* [Exercício proposto 1] Extraia da listagem todas as linhas que contêm a palavra "bush", levando em conta a diferença entre maiúsculas e minúsculas.

* [Trecho fornecido]
::::

Fraga trabalhou com Marília Pêra de 1981 a 1986, quando foi convidado a tocar um projeto que firmasse um movimento cultural no Vidigal por meio do teatro. Chamou o cenógrafo Fernando Mello da Costa, o iluminador e diretor Fred Pinheiro e o autor Luís Paulo Corrêa e Castro para ajudá-lo. Do Antiquarius, um dos restaurantes mais famosos do Rio, Fraga passou aos pratos feitos de botequins. E não se arrepende.

Disciplina, organização, responsabilidade e vontade são as premissas de trabalho, o qual Fraga sintetiza como “resgate social básico”. Os cerca de 300 adolescentes e crianças com que ele trabalha no Nós do Morro não se distraem quando é o caso, por exemplo, de ceder o lugar no ônibus para uma pessoa mais velha. Teatro e cidadania, pois, caminham juntos. “É preciso pensar coletivamente, o coletivo é transformador”, disse.

O estigma de grupo de favela, rico em intenções, mas pobre em realizações, caiu por terra em 1996, quando inaugurou o Teatro do Vidigal com o espetáculo 'Machadiando' e ganhou o Prêmio Shell de Teatro na categoria especial. Em 1998 o Nós do Morro realizou sua primeira temporada fora do Vidigal, estreou seu primeiro infantil ('É Proibido Brincar') e faturou o Prêmio Coca-Cola de Teatro Jovem na categoria especial. “Só se quebra o estereótipo com qualidade.”

::::

* [Exercício proposto 2] Reproduza sem alterações a parte do trecho sobre o Nós do Morro que vai de "Fraga trabalhou com" até "não se arrepende.", inclusive.

* [Dados da tarefa]
::::

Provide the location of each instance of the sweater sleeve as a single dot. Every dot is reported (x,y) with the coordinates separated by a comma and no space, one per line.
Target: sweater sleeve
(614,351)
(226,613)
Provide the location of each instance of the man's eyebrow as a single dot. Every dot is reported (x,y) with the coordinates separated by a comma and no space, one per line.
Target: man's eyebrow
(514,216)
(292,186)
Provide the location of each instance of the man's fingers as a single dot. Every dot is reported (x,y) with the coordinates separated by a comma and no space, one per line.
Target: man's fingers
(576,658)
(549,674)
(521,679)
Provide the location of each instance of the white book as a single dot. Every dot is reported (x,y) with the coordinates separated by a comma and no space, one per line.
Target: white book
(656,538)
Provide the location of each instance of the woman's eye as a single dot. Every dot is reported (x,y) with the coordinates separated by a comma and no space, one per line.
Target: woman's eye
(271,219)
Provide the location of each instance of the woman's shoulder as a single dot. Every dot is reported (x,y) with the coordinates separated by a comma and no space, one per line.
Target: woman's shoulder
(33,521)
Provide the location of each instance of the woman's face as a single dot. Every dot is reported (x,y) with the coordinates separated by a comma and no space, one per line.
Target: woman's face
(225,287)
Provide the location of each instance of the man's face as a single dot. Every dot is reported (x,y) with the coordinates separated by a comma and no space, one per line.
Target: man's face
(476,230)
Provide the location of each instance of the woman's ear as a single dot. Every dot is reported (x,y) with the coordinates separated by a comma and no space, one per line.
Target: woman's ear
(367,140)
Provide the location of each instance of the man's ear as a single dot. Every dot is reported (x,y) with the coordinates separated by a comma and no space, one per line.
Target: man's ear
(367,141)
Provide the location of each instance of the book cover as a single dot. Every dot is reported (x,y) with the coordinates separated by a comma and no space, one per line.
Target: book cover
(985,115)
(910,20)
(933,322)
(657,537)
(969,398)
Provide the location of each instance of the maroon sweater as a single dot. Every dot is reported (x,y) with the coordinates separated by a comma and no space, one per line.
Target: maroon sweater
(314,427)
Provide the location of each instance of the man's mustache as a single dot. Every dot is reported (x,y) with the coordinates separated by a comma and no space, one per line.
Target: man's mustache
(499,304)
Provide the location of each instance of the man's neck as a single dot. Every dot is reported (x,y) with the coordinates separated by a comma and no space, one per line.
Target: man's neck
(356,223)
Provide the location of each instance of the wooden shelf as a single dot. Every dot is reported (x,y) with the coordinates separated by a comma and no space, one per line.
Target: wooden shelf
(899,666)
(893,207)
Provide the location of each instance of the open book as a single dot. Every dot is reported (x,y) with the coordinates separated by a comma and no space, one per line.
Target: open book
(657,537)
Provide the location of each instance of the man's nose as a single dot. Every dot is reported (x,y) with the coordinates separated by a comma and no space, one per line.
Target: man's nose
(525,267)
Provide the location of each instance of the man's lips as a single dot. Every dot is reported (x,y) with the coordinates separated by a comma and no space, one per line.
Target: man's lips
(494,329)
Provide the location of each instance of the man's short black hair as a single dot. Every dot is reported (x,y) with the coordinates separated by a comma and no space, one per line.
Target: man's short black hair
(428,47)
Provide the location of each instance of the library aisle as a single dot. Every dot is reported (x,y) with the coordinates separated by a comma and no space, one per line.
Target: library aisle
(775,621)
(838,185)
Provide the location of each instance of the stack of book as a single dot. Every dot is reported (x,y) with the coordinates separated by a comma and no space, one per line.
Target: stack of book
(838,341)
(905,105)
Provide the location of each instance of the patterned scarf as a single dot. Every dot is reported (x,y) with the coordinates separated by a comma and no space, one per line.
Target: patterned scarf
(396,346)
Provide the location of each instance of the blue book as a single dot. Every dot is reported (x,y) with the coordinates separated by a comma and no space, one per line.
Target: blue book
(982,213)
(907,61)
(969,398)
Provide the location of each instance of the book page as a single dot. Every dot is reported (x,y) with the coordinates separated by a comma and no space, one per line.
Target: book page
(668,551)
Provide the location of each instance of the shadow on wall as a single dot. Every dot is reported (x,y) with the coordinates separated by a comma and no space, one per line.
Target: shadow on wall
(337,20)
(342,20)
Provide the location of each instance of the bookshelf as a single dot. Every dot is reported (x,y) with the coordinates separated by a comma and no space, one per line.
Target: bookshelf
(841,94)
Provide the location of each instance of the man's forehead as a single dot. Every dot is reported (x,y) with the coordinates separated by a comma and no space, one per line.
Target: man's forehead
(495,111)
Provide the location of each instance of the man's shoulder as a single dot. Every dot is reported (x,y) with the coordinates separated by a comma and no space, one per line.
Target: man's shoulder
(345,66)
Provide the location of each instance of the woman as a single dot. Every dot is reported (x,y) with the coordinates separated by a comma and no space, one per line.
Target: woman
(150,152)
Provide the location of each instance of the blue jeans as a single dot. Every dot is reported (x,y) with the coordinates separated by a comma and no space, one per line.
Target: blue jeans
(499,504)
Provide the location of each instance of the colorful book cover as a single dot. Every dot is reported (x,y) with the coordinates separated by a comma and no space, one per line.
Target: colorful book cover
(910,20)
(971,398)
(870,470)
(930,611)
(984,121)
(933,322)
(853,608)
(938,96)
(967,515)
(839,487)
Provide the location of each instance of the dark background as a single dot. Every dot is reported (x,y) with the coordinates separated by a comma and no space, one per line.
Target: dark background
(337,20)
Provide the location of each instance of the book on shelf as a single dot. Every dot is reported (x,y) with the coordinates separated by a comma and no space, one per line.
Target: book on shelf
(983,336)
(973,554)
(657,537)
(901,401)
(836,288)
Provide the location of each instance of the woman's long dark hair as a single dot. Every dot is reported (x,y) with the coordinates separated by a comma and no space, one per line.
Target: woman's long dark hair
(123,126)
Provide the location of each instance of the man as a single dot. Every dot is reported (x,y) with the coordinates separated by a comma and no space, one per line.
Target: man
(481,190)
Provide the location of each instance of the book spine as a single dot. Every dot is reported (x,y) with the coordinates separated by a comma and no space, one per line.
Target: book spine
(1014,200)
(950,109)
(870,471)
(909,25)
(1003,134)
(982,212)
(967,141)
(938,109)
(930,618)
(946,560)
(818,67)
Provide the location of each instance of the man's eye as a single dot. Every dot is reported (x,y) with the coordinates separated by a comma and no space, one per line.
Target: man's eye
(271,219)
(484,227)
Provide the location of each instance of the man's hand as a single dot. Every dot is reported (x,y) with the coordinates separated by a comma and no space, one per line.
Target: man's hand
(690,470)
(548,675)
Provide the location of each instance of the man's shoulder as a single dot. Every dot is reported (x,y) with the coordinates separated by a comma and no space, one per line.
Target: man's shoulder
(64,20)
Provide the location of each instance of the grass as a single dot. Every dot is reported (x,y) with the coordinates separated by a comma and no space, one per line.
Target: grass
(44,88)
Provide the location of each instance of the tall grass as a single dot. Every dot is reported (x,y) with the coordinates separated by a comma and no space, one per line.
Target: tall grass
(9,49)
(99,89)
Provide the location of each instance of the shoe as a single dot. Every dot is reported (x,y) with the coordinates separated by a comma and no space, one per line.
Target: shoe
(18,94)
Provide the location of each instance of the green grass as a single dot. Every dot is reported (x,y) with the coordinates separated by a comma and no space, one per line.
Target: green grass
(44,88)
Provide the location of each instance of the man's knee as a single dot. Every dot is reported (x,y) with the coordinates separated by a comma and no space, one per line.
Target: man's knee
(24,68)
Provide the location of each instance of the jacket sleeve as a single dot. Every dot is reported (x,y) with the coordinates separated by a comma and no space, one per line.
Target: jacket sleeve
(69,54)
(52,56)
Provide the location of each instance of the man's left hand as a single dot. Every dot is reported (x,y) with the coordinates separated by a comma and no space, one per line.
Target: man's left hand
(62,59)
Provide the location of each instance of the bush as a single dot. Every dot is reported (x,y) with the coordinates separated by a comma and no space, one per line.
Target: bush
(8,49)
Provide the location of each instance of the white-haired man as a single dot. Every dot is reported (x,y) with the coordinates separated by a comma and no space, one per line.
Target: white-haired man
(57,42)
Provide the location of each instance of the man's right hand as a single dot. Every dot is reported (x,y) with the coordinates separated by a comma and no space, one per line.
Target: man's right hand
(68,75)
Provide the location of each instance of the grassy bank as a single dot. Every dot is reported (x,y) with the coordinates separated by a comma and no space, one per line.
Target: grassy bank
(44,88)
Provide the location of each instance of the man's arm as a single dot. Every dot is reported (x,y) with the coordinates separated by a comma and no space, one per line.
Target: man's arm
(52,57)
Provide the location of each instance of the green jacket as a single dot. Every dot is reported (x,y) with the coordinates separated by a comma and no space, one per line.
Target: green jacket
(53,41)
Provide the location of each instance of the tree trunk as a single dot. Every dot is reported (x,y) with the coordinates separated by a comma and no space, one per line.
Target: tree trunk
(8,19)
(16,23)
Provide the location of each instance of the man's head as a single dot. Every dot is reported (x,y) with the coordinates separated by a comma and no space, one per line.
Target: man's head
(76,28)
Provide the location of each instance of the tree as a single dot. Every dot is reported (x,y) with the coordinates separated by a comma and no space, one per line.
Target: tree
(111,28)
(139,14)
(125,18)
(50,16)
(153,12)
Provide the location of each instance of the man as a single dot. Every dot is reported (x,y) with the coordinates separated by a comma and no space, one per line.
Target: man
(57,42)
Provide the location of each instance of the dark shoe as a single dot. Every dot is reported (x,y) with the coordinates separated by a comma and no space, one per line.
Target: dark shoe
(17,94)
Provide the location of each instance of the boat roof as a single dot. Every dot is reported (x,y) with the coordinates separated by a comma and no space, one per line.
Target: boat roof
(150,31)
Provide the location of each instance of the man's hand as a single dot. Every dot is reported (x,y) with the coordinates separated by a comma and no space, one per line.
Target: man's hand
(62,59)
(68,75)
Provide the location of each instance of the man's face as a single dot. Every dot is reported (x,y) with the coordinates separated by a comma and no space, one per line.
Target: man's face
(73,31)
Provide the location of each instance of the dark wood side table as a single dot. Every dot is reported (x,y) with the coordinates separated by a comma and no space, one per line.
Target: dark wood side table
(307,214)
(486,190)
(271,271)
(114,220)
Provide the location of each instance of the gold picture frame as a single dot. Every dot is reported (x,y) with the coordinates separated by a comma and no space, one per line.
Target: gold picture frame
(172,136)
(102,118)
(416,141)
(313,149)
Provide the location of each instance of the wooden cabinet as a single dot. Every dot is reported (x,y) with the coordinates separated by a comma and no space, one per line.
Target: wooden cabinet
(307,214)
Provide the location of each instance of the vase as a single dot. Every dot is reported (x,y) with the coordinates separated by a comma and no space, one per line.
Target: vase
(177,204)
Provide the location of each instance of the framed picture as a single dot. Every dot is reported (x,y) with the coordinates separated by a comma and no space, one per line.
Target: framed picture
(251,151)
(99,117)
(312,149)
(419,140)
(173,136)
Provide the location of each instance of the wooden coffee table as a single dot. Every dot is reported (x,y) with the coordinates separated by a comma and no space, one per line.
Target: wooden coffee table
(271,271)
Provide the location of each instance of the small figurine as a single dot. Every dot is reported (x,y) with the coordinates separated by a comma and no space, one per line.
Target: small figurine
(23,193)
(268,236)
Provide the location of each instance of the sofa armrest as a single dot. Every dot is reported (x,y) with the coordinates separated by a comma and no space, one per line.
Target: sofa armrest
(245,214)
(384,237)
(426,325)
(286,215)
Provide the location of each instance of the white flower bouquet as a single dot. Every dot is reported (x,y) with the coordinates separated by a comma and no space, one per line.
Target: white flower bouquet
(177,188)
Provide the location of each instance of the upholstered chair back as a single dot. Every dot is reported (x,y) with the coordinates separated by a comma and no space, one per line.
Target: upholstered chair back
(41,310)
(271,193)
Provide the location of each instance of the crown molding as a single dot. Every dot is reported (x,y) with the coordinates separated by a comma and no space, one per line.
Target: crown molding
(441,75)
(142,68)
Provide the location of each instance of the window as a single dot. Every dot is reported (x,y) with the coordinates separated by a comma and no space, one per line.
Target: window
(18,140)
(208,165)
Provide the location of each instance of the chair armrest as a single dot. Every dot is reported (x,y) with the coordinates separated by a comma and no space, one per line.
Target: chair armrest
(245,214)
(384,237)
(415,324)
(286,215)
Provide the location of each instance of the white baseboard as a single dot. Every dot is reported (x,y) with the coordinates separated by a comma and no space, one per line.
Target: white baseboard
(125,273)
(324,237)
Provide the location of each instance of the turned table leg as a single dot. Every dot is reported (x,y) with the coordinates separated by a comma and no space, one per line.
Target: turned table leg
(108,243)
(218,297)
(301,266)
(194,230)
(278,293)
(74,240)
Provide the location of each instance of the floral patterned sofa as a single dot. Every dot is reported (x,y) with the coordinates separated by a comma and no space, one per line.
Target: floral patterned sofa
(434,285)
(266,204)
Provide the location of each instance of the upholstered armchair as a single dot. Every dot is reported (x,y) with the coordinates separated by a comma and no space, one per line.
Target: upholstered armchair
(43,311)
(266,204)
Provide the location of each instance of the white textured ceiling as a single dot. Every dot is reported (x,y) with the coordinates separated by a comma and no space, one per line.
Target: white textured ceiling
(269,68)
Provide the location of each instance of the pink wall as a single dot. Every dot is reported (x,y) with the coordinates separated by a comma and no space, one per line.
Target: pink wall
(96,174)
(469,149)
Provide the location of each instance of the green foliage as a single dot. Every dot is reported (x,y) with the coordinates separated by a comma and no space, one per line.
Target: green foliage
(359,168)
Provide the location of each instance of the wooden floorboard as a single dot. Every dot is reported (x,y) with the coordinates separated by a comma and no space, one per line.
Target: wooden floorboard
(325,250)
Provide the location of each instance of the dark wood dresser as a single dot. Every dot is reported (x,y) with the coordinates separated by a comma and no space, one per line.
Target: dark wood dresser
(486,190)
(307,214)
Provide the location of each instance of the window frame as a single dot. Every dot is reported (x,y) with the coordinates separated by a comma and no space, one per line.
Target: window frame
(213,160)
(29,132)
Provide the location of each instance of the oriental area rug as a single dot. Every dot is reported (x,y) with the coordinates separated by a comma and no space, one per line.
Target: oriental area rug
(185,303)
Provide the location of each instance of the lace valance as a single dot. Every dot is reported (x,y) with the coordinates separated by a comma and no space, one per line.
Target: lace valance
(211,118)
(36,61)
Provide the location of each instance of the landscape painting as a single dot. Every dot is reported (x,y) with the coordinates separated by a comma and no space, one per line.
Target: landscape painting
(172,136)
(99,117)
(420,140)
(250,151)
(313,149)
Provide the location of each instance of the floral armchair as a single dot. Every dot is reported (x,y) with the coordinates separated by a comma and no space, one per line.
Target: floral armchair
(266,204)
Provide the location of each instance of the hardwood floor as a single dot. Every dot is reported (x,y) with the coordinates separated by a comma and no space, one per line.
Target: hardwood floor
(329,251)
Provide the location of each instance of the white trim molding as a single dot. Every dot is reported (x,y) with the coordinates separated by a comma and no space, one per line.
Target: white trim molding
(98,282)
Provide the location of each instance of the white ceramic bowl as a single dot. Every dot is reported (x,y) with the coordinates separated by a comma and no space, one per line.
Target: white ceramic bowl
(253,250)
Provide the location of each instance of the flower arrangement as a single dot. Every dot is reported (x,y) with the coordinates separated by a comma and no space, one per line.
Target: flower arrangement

::::

* [Resultado do exercício 1]
Provide the location of each instance of the bush as a single dot. Every dot is reported (x,y) with the coordinates separated by a comma and no space, one per line.
Target: bush

* [Resultado do exercício 2]
Fraga trabalhou com Marília Pêra de 1981 a 1986, quando foi convidado a tocar um projeto que firmasse um movimento cultural no Vidigal por meio do teatro. Chamou o cenógrafo Fernando Mello da Costa, o iluminador e diretor Fred Pinheiro e o autor Luís Paulo Corrêa e Castro para ajudá-lo. Do Antiquarius, um dos restaurantes mais famosos do Rio, Fraga passou aos pratos feitos de botequins. E não se arrepende.